→ **Description of the task**
For the records below, please print exactly and only the lines from the one with "TARGET: side mirror" down to the one with "TARGET: bathroom wall", both ends included, omitting the pictures.

→ **Data in this exercise**
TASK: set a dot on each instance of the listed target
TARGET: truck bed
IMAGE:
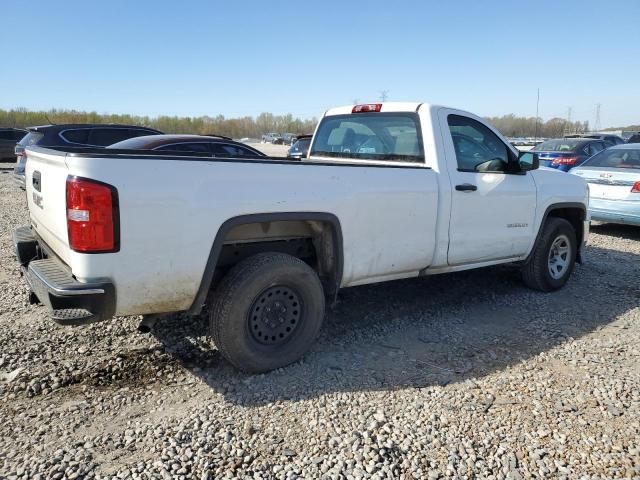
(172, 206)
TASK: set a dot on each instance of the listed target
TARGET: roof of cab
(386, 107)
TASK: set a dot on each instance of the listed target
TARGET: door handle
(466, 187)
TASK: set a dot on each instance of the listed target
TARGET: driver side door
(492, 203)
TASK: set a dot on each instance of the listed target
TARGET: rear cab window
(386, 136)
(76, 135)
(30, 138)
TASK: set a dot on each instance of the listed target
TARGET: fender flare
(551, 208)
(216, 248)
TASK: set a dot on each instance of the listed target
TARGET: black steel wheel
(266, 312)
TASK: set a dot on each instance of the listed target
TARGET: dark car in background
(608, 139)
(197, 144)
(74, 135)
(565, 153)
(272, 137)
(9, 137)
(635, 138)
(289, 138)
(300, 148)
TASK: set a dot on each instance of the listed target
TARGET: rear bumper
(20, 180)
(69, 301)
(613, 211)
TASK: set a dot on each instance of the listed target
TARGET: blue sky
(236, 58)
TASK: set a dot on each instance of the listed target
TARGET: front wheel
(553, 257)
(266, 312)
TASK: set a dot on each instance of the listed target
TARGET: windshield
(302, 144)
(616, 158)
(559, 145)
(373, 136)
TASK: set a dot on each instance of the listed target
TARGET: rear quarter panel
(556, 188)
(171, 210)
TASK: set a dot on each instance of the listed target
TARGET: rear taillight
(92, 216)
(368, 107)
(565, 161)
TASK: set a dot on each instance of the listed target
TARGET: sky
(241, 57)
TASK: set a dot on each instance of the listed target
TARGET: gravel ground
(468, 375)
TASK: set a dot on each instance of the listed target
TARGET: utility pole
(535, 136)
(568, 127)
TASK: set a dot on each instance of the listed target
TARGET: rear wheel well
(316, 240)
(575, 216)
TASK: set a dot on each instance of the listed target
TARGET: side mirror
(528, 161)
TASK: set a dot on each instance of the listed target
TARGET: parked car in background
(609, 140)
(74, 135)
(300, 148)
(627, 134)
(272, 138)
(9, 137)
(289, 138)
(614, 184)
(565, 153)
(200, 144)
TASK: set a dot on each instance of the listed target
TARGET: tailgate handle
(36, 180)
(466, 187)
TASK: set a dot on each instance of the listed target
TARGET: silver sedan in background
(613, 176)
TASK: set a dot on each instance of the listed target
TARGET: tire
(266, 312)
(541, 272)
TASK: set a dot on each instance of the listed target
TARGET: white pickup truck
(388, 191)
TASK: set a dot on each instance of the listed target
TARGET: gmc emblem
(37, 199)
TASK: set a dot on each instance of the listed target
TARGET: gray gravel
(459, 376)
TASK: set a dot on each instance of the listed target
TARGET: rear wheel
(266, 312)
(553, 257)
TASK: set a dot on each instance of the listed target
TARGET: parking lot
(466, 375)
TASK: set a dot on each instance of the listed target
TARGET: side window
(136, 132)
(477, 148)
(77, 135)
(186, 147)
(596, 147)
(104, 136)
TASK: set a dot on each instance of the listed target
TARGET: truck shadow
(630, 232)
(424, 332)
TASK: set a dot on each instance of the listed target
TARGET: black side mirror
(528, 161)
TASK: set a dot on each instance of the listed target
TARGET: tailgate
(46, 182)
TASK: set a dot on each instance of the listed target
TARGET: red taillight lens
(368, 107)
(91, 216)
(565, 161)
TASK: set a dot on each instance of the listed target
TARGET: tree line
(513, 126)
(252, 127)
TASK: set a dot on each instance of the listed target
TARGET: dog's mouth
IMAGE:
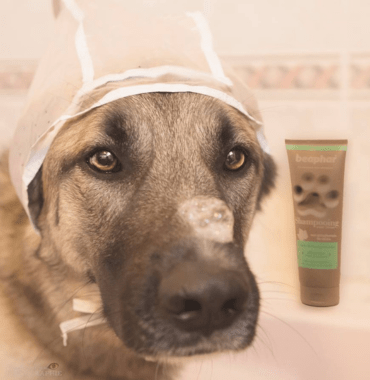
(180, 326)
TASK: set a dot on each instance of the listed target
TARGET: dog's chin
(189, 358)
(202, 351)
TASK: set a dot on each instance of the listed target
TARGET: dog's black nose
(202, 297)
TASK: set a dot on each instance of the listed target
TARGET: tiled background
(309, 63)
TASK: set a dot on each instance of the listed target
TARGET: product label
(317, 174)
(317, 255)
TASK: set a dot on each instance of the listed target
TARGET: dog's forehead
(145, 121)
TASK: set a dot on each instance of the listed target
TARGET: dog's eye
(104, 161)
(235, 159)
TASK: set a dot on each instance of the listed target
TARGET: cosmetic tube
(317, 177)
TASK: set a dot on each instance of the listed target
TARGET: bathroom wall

* * *

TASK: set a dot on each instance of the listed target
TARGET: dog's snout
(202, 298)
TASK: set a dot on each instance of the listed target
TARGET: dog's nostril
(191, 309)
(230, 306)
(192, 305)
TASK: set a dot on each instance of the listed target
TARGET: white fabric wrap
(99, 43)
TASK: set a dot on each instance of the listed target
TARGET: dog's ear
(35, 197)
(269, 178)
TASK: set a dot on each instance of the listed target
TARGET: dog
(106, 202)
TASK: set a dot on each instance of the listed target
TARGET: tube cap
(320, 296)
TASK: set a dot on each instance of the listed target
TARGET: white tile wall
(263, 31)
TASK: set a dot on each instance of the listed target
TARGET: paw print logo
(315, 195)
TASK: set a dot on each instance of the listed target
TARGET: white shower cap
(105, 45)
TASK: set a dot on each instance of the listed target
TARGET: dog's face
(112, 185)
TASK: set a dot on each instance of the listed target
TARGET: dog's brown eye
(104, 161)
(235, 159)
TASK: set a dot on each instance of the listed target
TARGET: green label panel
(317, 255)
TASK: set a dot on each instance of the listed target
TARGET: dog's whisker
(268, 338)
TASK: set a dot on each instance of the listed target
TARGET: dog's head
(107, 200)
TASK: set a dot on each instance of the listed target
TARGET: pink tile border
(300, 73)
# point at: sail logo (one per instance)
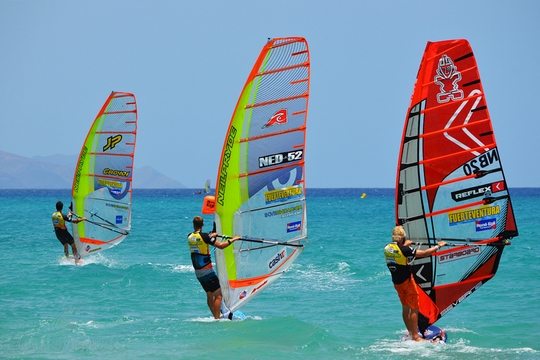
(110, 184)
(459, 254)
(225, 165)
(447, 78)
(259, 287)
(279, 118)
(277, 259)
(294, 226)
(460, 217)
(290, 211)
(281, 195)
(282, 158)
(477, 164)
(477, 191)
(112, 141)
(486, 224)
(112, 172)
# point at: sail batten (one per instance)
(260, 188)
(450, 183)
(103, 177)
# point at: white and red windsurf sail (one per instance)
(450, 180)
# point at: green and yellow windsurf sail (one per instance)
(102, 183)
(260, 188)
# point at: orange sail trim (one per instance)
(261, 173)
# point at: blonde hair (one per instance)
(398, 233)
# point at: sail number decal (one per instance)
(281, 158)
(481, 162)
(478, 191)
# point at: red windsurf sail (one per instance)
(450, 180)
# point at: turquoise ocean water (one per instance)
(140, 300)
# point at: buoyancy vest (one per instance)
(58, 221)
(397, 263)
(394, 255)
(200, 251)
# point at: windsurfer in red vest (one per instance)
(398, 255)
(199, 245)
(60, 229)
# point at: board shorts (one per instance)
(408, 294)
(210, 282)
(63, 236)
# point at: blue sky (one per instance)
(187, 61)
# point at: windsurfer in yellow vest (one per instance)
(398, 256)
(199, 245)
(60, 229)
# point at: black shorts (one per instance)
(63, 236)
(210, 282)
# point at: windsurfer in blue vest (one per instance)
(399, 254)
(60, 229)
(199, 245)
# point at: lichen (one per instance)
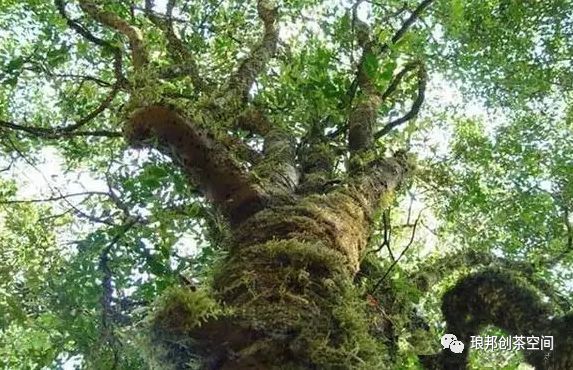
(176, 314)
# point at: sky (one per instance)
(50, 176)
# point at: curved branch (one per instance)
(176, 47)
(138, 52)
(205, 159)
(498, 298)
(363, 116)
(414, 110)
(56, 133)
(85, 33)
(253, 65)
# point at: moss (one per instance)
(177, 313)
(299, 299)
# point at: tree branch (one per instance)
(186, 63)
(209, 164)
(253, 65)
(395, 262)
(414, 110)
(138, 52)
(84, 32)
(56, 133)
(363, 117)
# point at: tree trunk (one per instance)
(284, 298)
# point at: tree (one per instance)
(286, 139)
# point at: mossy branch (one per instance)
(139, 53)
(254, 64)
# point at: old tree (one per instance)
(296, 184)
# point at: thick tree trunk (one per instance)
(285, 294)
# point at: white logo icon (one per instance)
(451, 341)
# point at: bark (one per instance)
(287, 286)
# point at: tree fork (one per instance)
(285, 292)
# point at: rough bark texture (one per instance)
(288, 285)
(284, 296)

--

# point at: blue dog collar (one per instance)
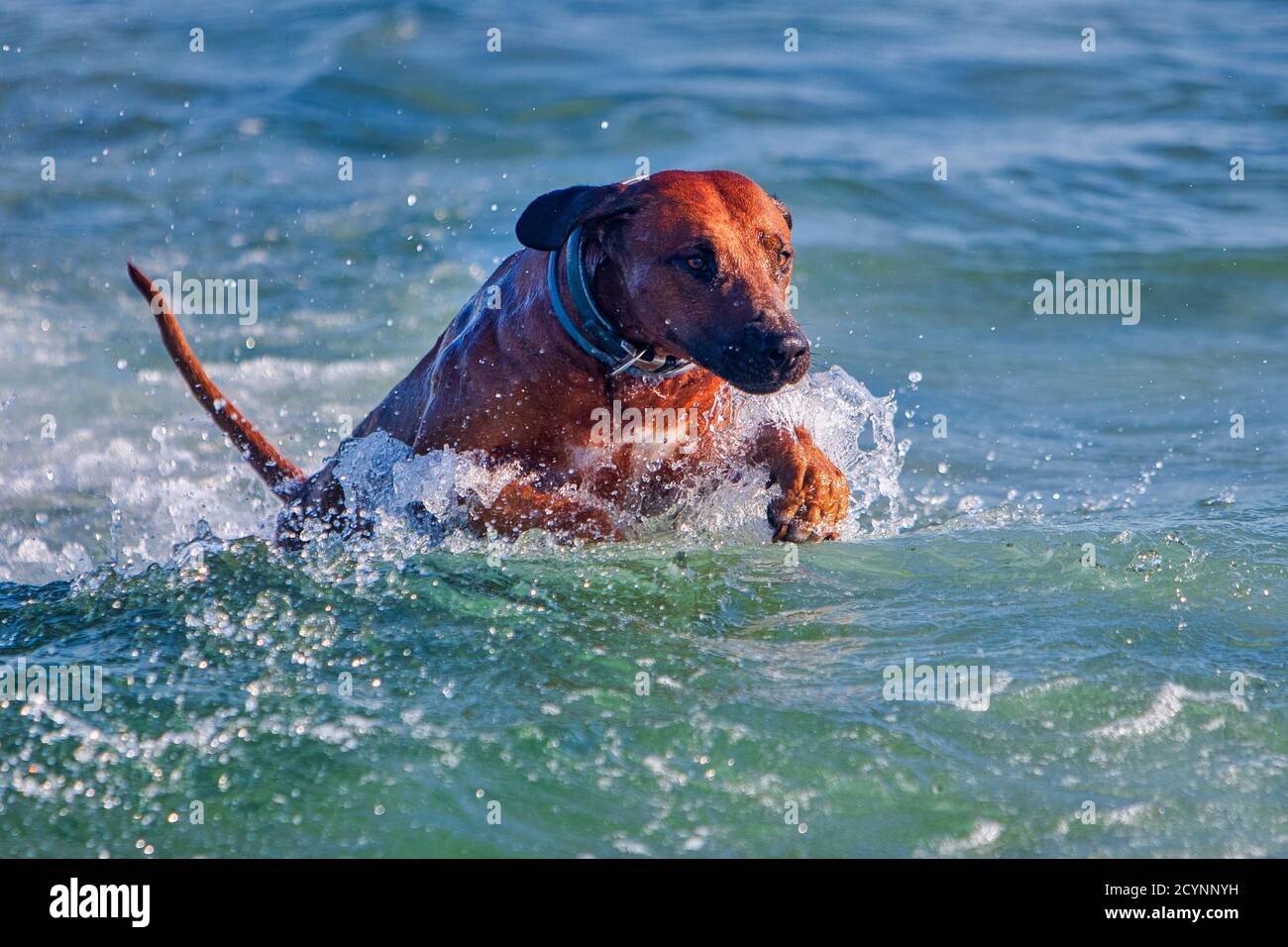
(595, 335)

→ **Answer to the exercise**
TARGET: side mirror
(528, 161)
TASK: set a dot on each instance of the listed target
TARGET: parked car in background
(609, 140)
(74, 135)
(300, 148)
(627, 134)
(272, 138)
(9, 137)
(289, 138)
(614, 184)
(565, 153)
(200, 144)
TASK: set a dot on each instance of the listed target
TARGET: tailgate handle
(36, 180)
(466, 187)
TASK: set a dot on each instance of the listed target
TARGET: silver sedan in background
(613, 176)
TASK: set a dot on each instance of the listed target
TARGET: tire
(266, 312)
(541, 272)
TASK: set a dot on each instance of the listed target
TARGET: white pickup truck
(388, 191)
TASK: set a dot on each instance of the listed target
TARGET: gmc emblem
(37, 199)
TASK: set a dot on each instance of the listed target
TARGET: gray gravel
(459, 376)
TASK: set a dot on each instance of the listed target
TARGET: rear wheel
(266, 312)
(553, 257)
TASK: set a dot on each instance of the listed target
TARGET: parking lot
(466, 375)
TASK: set a dot on each instance of the listed target
TARGET: side window
(136, 132)
(477, 148)
(77, 135)
(186, 147)
(596, 147)
(104, 136)
TASK: set a dot on each instance of the listed target
TARGET: truck shadow
(630, 232)
(424, 332)
TASK: set a dot on each instance of the listed target
TARGET: black side mirror
(528, 161)
TASK: set a dot on each instance of the listed target
TARGET: tailgate
(46, 182)
TASK: set a dot on each instance of the listed target
TARGET: red taillight lens
(368, 107)
(91, 216)
(565, 161)
TASK: set a dot on each instance of the listed target
TARGET: tree line
(513, 126)
(252, 127)
TASK: set a dot on each instance of the listed target
TARGET: dog's mouth
IMAGE:
(180, 326)
TASK: set a dot on each instance of the listed target
TARGET: dog's chin
(189, 358)
(202, 351)
TASK: set a dot on each instance of the listed target
TARGET: dog's black nose
(202, 297)
TASK: set a dot on each instance of the listed target
TARGET: tiled background
(309, 63)
TASK: set a dot on each instance of the listed target
TARGET: product label
(317, 174)
(317, 255)
TASK: set a dot on each instance of the listed target
TARGET: dog's forehead
(145, 121)
TASK: set a dot on each instance of the listed target
TARGET: dog's eye
(104, 161)
(235, 159)
TASK: set a dot on each instance of the listed target
TARGET: cosmetic tube
(317, 177)
TASK: set a dot on each instance of the listed target
TARGET: bathroom wall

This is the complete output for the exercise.